[Photo object pointing records]
'''
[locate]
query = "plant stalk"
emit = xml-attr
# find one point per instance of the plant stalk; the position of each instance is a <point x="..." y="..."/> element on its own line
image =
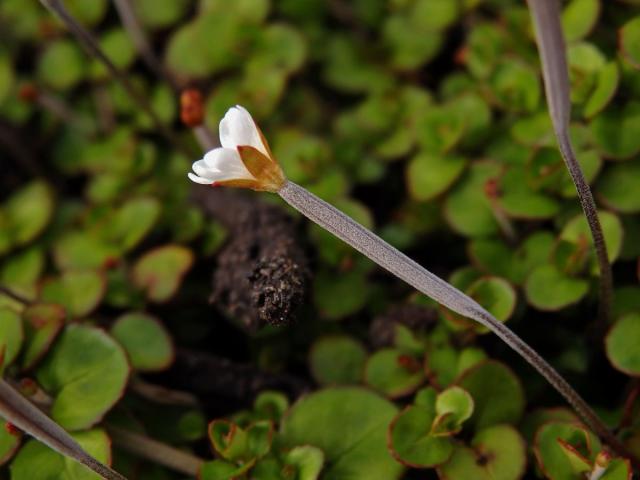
<point x="156" y="452"/>
<point x="27" y="417"/>
<point x="391" y="259"/>
<point x="92" y="46"/>
<point x="546" y="21"/>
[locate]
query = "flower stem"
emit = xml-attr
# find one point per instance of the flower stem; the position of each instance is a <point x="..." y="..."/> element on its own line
<point x="155" y="451"/>
<point x="546" y="21"/>
<point x="390" y="258"/>
<point x="29" y="418"/>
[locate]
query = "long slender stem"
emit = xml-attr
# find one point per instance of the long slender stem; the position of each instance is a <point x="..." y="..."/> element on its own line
<point x="29" y="418"/>
<point x="388" y="257"/>
<point x="546" y="16"/>
<point x="90" y="43"/>
<point x="157" y="452"/>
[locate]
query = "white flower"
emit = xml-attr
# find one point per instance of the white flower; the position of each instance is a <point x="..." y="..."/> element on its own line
<point x="244" y="160"/>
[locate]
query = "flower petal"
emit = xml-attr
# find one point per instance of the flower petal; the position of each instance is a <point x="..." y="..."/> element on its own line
<point x="238" y="128"/>
<point x="197" y="179"/>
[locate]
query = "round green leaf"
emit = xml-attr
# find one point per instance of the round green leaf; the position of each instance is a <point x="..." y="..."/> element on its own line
<point x="616" y="131"/>
<point x="467" y="208"/>
<point x="6" y="76"/>
<point x="160" y="271"/>
<point x="42" y="324"/>
<point x="11" y="335"/>
<point x="337" y="360"/>
<point x="133" y="221"/>
<point x="606" y="86"/>
<point x="505" y="452"/>
<point x="349" y="425"/>
<point x="429" y="175"/>
<point x="22" y="270"/>
<point x="579" y="18"/>
<point x="82" y="250"/>
<point x="497" y="394"/>
<point x="147" y="343"/>
<point x="577" y="231"/>
<point x="619" y="185"/>
<point x="307" y="460"/>
<point x="36" y="461"/>
<point x="629" y="38"/>
<point x="410" y="442"/>
<point x="79" y="291"/>
<point x="622" y="344"/>
<point x="547" y="288"/>
<point x="86" y="372"/>
<point x="393" y="372"/>
<point x="62" y="65"/>
<point x="564" y="450"/>
<point x="516" y="87"/>
<point x="29" y="211"/>
<point x="496" y="295"/>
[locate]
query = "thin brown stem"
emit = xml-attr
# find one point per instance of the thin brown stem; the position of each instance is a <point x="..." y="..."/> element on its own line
<point x="134" y="29"/>
<point x="390" y="258"/>
<point x="92" y="46"/>
<point x="546" y="21"/>
<point x="155" y="451"/>
<point x="27" y="417"/>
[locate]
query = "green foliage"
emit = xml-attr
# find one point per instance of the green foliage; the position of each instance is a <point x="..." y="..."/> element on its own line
<point x="425" y="121"/>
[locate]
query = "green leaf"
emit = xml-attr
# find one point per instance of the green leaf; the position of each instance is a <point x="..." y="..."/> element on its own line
<point x="338" y="360"/>
<point x="156" y="14"/>
<point x="146" y="341"/>
<point x="547" y="288"/>
<point x="616" y="131"/>
<point x="629" y="38"/>
<point x="604" y="91"/>
<point x="22" y="270"/>
<point x="307" y="460"/>
<point x="622" y="344"/>
<point x="229" y="440"/>
<point x="579" y="18"/>
<point x="410" y="442"/>
<point x="619" y="185"/>
<point x="467" y="208"/>
<point x="393" y="373"/>
<point x="453" y="406"/>
<point x="79" y="291"/>
<point x="86" y="372"/>
<point x="577" y="231"/>
<point x="349" y="425"/>
<point x="429" y="175"/>
<point x="82" y="250"/>
<point x="160" y="271"/>
<point x="498" y="453"/>
<point x="36" y="461"/>
<point x="62" y="65"/>
<point x="562" y="449"/>
<point x="497" y="394"/>
<point x="42" y="324"/>
<point x="9" y="443"/>
<point x="515" y="87"/>
<point x="11" y="335"/>
<point x="132" y="222"/>
<point x="29" y="210"/>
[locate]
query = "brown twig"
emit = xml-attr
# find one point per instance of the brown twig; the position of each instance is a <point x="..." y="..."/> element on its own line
<point x="155" y="451"/>
<point x="546" y="16"/>
<point x="92" y="46"/>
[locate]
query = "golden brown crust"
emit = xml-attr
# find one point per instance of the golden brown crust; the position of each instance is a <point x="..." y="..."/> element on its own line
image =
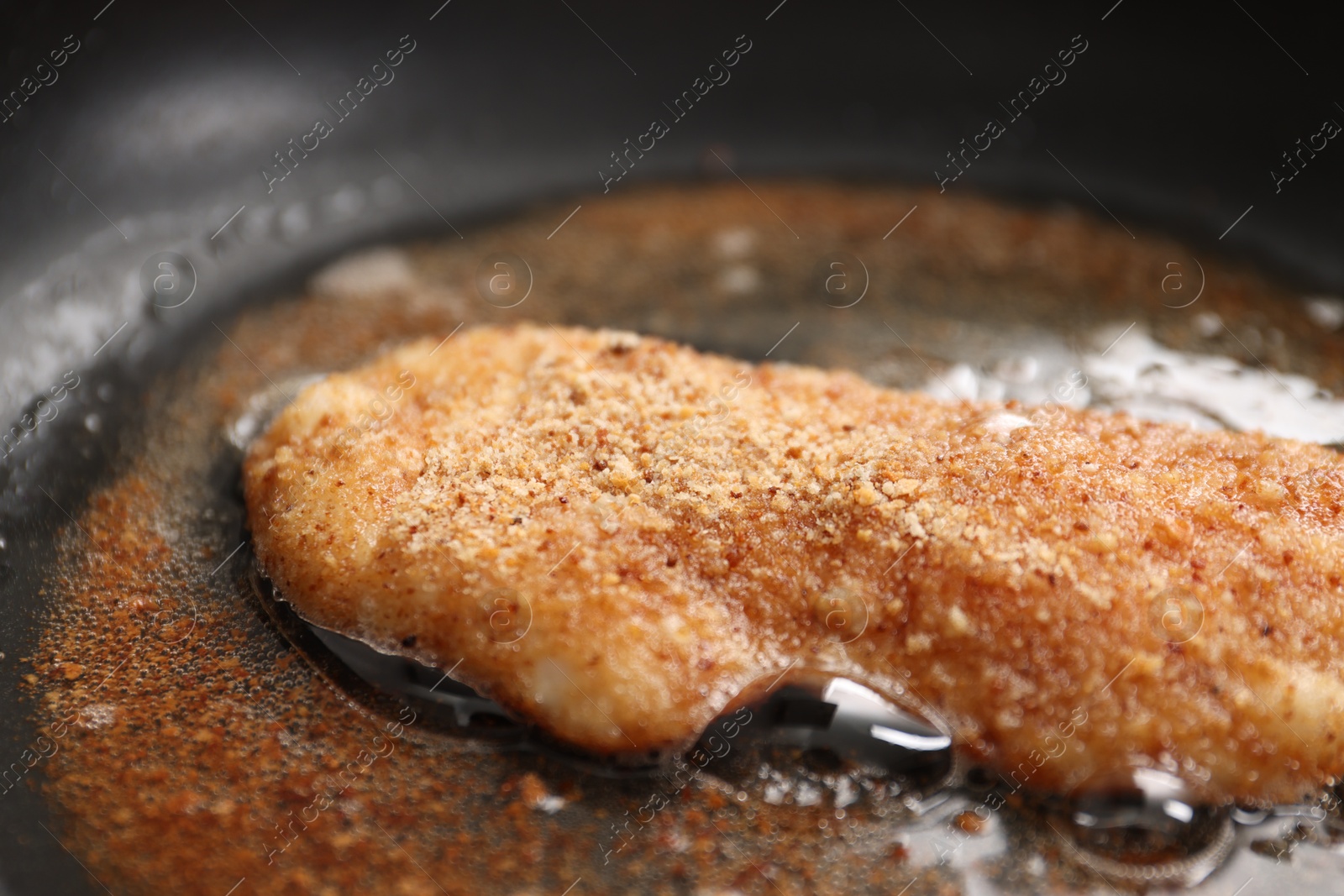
<point x="669" y="527"/>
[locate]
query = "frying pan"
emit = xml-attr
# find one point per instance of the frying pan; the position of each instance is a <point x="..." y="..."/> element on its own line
<point x="136" y="134"/>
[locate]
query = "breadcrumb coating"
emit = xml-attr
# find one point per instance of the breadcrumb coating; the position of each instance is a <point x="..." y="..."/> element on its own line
<point x="613" y="537"/>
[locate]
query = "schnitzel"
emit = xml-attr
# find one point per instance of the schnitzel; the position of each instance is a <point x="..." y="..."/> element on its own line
<point x="615" y="535"/>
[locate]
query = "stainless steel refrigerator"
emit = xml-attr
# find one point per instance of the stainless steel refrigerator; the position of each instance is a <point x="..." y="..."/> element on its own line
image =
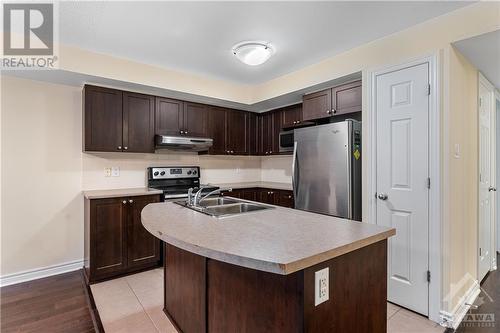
'''
WHAT IS NEEDED: Locate every line in the records above that contains the string "stainless" and copy each one. Case matters.

WRITTEN SOLUTION:
query = "stainless steel refrigerator"
# find one point per instance of the stainless steel refrigerator; the position of each instance is a <point x="..." y="..."/> element on its own line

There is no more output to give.